# START OF SOURCE RECORDS
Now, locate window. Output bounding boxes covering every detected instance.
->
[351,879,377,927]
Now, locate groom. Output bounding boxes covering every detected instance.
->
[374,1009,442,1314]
# END OF SOURCE RECORDS
■ **AIM OF THE TASK**
Write out, word for word, the line containing "Now, locate groom." and every line after it to the end of the data above.

■ **EXERCISE ANSWER**
Now, locate groom. Output bounding boxes covering every detected instance.
->
[374,1009,442,1314]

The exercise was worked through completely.